EXERCISE PROMPT ▸
Leave the pictures out and reproduce, exactly, the lines from the one with "Two rules. Place a point on every instance of the green" through the end of the entries below.

(Object position labeling entries)
=====

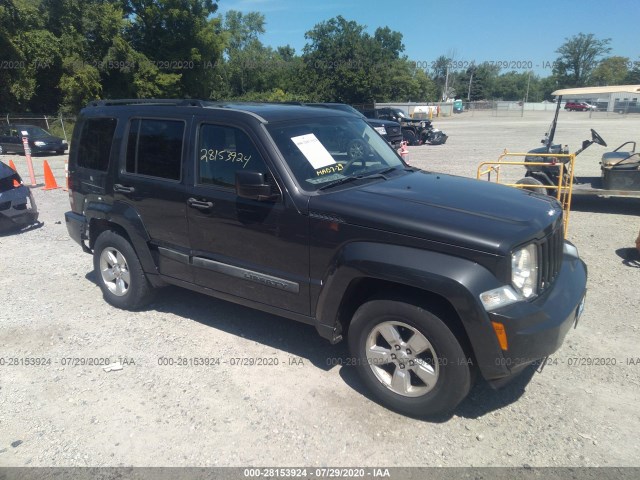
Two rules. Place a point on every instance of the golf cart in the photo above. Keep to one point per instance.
(550, 168)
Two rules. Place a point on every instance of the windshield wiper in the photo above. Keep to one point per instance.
(342, 181)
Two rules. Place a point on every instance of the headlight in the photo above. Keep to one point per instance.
(524, 271)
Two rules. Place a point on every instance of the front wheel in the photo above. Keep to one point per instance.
(409, 358)
(119, 273)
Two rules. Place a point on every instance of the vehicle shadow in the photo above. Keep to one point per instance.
(10, 229)
(593, 204)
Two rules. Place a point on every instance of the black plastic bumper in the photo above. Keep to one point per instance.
(537, 329)
(17, 208)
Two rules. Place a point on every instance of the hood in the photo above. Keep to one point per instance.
(458, 211)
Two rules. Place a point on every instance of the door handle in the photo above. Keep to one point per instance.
(200, 205)
(123, 189)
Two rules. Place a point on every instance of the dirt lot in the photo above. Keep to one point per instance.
(305, 410)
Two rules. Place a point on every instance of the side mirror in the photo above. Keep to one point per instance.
(251, 185)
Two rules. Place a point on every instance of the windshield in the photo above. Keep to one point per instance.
(326, 150)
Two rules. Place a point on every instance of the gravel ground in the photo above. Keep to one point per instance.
(302, 408)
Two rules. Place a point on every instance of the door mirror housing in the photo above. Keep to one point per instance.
(251, 185)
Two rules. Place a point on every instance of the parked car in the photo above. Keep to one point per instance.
(431, 277)
(17, 207)
(579, 107)
(391, 131)
(40, 140)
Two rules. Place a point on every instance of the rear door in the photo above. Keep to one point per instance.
(252, 249)
(150, 179)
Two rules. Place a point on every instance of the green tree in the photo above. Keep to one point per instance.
(578, 58)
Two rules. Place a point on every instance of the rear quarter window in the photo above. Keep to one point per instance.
(94, 147)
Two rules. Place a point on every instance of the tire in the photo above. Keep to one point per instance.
(409, 137)
(532, 181)
(445, 374)
(119, 273)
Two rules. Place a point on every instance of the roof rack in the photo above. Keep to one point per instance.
(184, 102)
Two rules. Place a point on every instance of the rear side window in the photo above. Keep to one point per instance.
(154, 148)
(94, 148)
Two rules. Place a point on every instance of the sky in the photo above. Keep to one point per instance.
(521, 35)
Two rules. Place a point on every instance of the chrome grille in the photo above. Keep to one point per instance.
(550, 252)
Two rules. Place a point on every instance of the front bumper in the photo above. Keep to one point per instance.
(536, 329)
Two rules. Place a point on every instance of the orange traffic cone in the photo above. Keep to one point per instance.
(49, 179)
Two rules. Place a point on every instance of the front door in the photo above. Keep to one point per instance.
(252, 249)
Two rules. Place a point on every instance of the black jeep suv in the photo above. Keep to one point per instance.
(431, 277)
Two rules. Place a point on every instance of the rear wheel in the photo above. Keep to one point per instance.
(119, 273)
(409, 358)
(532, 181)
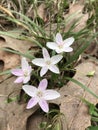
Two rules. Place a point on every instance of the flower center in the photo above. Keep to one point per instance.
(48, 62)
(60, 46)
(25, 73)
(39, 94)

=====

FINAL RESULT ▸
Two rules. Place a point on every instance of the green tree in the photo above. Keep to one point per instance.
(578, 58)
Two rules. Place a point on every instance of the rear quarter window in the photo above. Keep to one point per instance.
(94, 147)
Two rules. Place a point on every instance of the tire in the photo above. Keep to one point per instance.
(409, 137)
(532, 181)
(445, 374)
(119, 273)
Two rules. Place a point on every instance of the roof rack in the photo above. Keep to one point per instance.
(184, 102)
Two rules. Place a point on every instance of the rear side window in the photo above. Keep to one point per instance.
(154, 148)
(94, 148)
Two rules. Place a point on every instance of the sky in the photo above. Keep to one point per instance.
(521, 35)
Two rules. Place a point on every instance of the chrome grille in the photo above. Keep to one point per instance.
(550, 252)
Two rules. Place a point on every instance of the front bumper in the photo above. Keep to one point per instance.
(536, 329)
Two rules. Place a point on every instance of the orange traffic cone in the photo above. Keep to one point per instance.
(49, 179)
Two rules. Place a point on every instance of the front door in the photo above. Keep to one point per instance.
(252, 249)
Two rules. Place a point on every instance of the black jeep suv in the photo above. Keep to one point per instance.
(431, 277)
Two rules. Place a point on every instance of the rear wheel in the photo above. Keep to one point per instance.
(119, 273)
(409, 358)
(532, 181)
Two rules. Place a point on every instance of the flower center in the photo above. Keep to one point per instance.
(48, 62)
(60, 46)
(25, 73)
(39, 94)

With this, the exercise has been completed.